Gandhi’s economic resource person, J.C. Kumarappa, said that traditionally, religion, sociology and economics are assigned separate and exclusive spheres, but nature does not recognize such divisions. Nature deals with all life as a whole. And that was Gandhi’s view too.

Kumarappa’s Economy of Permanence reflects Gandhi’s ideas, which, in present-day parlance, would be termed “green thought”. Kumarappa advocated an economy based on the natural order. “In studying human institutions we should never lose sight of that great teacher, mother Nature. Anything that we may devise, if it is contrary to her ways, she will ruthlessly annihilate sooner or later.”

“Everything in nature seems to follow a cyclic movement. Water from the sea rises as vapor and falls on land in refreshing showers and returns back to the sea again. A nation that forgets or ignores this fundamental process in forming its institutions will disintegrate,” Kumarappa predicted.

Moderating Wants

In a very Buddhist way, Gandhi advocated moderation of wants. “A certain degree of physical harmony and comfort is necessary, but above a certain level, it becomes hindrance instead of help. Therefore, the ideal of creating an unlimited number of wants and satisfying them seems to be a delusion and a snare. The incessant search for material comforts and their multiplication is an evil. I make bold to say that the Europeans will have to remodel their outlook, if they are not to perish under the weight of the comforts to which they are becoming slaves,” Gandhi said. He famously said: “The Earth has enough resources for our need but not for our greed.”

When Gandhi was asked if he would like to have the same standard of living for India’s teeming millions as the British had, he quipped: “It took Britain half the resources of the planet to achieve this prosperity. How many planets will a country like India require!”.

With a prophetic vision, Gandhi warned: “A time is coming when those who are in mad rush today of multiplying their wants, will retrace their steps and say; what have we done?” This fits in with the present-day ‘harmony model’, which has a strong ecological tenor about it, Moolakkattu points out.

“There is now a new index called ‘happiness index’ that is being developed. One of the features of this index is that high levels of material development need not produce equally high levels of happiness. Gandhi placed emphasis on the theme of contentment and would have found the ‘happiness index’ a particularly useful one.”

□ □ □ □

Write out, word for word, the part of the passage on Gandhi's economic ideas that begins at the words "When Gandhi was" and stops after "Moolakkattu points out.".

• DATA UNDER STUDY
□ □ □ □

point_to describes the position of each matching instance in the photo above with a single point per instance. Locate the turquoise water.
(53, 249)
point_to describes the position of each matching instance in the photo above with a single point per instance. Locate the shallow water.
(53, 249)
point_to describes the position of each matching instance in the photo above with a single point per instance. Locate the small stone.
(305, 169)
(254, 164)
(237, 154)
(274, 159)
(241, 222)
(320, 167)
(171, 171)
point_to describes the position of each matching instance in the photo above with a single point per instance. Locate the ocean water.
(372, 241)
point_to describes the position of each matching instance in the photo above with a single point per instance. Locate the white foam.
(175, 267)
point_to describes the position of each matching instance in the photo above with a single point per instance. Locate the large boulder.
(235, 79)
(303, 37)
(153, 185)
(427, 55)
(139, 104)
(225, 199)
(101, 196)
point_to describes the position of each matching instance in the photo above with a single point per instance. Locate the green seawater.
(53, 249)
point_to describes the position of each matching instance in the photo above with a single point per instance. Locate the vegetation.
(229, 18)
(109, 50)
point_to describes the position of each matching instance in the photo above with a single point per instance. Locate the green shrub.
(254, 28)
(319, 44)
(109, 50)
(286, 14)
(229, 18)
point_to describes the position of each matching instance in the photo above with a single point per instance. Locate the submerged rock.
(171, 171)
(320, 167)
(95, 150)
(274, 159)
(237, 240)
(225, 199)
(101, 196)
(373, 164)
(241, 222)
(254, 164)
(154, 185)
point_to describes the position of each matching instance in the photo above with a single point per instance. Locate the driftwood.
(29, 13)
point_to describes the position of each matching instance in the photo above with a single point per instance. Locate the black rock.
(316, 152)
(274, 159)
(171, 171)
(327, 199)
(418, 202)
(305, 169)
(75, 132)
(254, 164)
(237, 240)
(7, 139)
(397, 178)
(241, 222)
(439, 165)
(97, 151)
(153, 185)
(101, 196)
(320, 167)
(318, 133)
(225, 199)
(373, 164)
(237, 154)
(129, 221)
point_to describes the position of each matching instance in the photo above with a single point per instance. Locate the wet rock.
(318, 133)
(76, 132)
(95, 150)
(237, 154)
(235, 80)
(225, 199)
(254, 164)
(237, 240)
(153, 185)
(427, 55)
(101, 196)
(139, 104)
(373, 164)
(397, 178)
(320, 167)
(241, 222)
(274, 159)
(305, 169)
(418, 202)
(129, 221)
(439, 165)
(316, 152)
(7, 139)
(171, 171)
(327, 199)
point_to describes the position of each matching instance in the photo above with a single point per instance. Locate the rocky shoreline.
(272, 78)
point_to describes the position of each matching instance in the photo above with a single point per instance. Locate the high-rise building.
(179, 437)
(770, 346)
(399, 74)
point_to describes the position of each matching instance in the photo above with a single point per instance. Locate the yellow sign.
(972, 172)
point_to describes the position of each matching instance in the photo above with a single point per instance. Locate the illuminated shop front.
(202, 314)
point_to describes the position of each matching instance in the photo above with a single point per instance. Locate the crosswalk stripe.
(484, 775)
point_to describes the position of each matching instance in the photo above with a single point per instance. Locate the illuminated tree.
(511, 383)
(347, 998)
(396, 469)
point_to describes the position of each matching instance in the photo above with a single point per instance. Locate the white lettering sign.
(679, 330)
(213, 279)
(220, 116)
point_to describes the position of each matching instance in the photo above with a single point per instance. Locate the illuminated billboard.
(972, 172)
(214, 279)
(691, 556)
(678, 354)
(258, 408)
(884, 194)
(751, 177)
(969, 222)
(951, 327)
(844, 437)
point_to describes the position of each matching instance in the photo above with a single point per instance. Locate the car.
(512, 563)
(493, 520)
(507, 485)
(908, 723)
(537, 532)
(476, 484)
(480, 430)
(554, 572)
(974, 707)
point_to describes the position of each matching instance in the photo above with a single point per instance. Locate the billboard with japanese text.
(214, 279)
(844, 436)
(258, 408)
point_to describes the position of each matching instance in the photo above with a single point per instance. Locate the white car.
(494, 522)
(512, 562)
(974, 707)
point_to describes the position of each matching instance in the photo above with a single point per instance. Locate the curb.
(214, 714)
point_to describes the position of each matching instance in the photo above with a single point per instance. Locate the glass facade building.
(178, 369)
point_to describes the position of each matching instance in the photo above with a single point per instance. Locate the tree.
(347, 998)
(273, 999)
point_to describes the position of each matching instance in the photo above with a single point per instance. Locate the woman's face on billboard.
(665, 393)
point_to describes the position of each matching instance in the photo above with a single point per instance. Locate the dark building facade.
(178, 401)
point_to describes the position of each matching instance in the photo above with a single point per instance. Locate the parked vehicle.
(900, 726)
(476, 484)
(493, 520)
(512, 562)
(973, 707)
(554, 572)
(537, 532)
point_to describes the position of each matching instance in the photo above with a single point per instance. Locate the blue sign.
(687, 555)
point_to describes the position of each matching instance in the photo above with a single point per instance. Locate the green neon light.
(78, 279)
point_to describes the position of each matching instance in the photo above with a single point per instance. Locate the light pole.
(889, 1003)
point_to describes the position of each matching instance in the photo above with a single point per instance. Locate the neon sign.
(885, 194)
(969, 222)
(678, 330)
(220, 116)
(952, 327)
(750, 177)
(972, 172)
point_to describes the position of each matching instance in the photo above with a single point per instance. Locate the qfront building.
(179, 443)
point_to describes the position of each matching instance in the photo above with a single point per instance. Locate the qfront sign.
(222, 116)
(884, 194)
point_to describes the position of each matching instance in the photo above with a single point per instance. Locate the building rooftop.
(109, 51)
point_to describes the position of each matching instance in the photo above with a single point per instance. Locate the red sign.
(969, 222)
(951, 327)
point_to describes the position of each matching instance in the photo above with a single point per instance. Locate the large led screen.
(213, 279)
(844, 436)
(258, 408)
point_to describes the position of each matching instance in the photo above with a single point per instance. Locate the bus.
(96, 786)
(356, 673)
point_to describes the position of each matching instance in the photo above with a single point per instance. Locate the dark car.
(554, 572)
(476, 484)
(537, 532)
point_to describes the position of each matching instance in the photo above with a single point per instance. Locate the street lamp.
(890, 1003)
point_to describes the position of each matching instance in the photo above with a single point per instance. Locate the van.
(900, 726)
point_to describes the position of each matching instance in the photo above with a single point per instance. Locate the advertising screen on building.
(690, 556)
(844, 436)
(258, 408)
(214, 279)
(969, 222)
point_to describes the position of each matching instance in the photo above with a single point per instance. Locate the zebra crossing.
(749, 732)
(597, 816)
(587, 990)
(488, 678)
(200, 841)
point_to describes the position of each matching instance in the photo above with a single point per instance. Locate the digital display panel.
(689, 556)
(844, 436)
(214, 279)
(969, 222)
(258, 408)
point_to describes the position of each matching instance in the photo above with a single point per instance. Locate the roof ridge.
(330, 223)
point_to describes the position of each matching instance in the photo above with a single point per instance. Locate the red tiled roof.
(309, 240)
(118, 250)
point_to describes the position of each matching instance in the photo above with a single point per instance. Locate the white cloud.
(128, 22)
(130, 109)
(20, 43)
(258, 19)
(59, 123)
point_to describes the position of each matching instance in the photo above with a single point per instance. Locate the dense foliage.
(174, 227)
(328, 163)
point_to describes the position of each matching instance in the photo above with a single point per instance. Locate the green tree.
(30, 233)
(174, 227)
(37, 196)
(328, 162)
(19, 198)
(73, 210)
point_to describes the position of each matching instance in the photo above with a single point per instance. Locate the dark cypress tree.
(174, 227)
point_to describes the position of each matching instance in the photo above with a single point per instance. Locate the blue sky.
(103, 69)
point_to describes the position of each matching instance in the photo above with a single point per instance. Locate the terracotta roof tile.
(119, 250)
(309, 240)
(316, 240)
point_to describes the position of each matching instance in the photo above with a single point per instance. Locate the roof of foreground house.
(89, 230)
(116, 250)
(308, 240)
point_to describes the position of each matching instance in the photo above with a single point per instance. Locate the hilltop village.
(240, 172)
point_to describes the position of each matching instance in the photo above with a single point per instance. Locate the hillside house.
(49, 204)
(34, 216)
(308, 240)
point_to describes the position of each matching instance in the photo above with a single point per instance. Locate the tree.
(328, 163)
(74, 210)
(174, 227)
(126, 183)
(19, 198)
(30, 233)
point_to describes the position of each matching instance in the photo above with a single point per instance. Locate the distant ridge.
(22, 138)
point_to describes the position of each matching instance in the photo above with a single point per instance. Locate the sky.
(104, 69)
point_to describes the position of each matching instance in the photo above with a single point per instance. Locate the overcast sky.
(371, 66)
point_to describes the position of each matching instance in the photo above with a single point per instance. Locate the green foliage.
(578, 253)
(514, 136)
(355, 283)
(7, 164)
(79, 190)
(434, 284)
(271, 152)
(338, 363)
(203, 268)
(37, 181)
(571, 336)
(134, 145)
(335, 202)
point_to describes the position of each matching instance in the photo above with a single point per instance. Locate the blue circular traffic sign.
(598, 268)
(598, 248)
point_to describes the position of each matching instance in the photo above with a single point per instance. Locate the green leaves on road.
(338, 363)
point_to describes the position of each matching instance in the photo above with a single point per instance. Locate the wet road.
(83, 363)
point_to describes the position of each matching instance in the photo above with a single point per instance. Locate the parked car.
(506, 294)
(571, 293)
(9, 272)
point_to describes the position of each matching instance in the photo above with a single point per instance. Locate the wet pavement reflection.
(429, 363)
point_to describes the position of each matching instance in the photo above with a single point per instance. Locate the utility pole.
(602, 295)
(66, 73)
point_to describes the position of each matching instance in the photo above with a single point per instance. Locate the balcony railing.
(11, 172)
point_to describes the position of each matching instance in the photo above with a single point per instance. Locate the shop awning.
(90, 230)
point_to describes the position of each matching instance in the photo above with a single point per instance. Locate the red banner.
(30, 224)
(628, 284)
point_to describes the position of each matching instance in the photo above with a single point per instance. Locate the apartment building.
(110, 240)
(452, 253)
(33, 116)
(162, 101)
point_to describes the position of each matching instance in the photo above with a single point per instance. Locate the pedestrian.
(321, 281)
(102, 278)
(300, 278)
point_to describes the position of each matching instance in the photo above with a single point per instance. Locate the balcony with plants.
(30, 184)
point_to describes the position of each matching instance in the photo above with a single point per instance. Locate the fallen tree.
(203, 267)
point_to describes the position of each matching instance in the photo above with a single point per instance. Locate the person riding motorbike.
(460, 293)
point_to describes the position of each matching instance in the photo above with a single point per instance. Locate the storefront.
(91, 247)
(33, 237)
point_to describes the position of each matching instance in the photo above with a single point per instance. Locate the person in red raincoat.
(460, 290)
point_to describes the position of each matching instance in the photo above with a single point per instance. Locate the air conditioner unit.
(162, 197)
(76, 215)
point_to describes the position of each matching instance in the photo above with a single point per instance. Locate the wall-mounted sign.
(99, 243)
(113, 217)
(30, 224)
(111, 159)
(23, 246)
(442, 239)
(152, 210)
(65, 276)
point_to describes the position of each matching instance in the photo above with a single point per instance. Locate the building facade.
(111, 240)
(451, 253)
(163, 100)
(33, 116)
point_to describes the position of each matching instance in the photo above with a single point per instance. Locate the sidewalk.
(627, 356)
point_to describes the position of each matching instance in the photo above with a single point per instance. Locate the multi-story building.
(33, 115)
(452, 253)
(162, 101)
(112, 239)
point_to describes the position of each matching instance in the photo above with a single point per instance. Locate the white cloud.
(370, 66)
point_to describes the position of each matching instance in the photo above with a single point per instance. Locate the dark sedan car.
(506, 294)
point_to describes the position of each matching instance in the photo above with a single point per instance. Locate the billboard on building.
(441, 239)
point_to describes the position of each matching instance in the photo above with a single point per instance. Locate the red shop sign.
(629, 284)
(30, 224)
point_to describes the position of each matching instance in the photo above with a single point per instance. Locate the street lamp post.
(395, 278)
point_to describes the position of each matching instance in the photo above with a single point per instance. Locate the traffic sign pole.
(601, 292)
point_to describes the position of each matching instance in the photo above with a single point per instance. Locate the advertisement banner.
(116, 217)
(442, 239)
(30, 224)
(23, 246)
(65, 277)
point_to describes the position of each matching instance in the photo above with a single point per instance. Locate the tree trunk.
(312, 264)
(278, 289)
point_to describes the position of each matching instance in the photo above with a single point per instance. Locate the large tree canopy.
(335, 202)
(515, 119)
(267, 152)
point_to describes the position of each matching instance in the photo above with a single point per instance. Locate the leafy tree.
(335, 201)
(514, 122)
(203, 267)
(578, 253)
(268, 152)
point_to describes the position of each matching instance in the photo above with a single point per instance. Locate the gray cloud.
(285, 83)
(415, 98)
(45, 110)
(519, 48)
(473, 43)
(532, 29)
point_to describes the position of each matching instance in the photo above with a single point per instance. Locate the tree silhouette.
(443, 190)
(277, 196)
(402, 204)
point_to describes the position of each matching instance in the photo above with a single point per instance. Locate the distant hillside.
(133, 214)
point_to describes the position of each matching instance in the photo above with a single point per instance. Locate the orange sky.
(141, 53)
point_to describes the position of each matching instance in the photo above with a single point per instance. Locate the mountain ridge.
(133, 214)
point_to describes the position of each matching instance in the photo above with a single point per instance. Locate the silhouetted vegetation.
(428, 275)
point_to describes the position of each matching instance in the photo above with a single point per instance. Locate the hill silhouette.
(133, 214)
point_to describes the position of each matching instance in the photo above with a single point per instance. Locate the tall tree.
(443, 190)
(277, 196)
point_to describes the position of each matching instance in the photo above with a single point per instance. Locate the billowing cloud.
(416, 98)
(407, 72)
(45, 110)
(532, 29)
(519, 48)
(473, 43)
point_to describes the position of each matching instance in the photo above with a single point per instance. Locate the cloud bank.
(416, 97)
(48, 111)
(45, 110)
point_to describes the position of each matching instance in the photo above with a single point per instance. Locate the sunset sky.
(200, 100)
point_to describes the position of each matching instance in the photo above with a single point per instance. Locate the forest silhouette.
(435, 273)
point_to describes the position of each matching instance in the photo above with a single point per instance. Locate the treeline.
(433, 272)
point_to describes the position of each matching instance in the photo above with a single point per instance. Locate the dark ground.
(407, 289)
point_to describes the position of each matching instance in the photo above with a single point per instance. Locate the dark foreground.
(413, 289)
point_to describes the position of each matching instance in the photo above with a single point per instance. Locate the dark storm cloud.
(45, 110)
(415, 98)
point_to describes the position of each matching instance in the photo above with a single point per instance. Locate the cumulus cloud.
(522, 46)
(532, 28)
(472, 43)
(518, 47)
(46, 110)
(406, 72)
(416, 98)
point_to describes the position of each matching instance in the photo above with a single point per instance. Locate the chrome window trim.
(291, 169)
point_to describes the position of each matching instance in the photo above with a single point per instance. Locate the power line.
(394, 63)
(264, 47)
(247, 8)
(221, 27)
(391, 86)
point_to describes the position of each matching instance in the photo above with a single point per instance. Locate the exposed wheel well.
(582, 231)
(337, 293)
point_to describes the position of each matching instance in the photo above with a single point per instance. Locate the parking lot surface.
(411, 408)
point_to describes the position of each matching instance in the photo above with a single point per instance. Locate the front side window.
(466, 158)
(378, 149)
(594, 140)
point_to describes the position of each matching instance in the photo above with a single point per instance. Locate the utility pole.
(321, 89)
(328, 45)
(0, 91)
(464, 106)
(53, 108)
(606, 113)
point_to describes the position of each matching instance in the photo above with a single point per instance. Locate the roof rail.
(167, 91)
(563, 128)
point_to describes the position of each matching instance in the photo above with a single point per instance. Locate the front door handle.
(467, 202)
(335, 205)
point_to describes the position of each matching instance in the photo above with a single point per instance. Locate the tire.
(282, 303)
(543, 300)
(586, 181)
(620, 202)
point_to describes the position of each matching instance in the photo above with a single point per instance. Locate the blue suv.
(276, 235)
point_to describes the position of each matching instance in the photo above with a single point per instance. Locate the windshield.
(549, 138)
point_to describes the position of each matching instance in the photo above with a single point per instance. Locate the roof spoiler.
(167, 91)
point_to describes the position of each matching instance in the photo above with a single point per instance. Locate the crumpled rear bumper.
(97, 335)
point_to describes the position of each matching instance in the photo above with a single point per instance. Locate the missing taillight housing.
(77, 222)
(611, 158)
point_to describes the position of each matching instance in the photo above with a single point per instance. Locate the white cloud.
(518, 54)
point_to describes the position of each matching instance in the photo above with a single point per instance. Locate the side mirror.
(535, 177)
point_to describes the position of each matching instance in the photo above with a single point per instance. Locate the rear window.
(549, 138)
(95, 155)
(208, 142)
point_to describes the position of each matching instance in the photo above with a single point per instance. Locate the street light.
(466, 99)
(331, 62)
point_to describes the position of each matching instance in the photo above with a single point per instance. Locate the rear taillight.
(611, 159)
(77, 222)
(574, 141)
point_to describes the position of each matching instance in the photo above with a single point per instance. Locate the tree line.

□ □ □ □

• ANSWER BOX
When Gandhi was asked if he would like to have the same standard of living for India’s teeming millions as the British had, he quipped: “It took Britain half the resources of the planet to achieve this prosperity. How many planets will a country like India require!”.

With a prophetic vision, Gandhi warned: “A time is coming when those who are in mad rush today of multiplying their wants, will retrace their steps and say; what have we done?” This fits in with the present-day ‘harmony model’, which has a strong ecological tenor about it, Moolakkattu points out.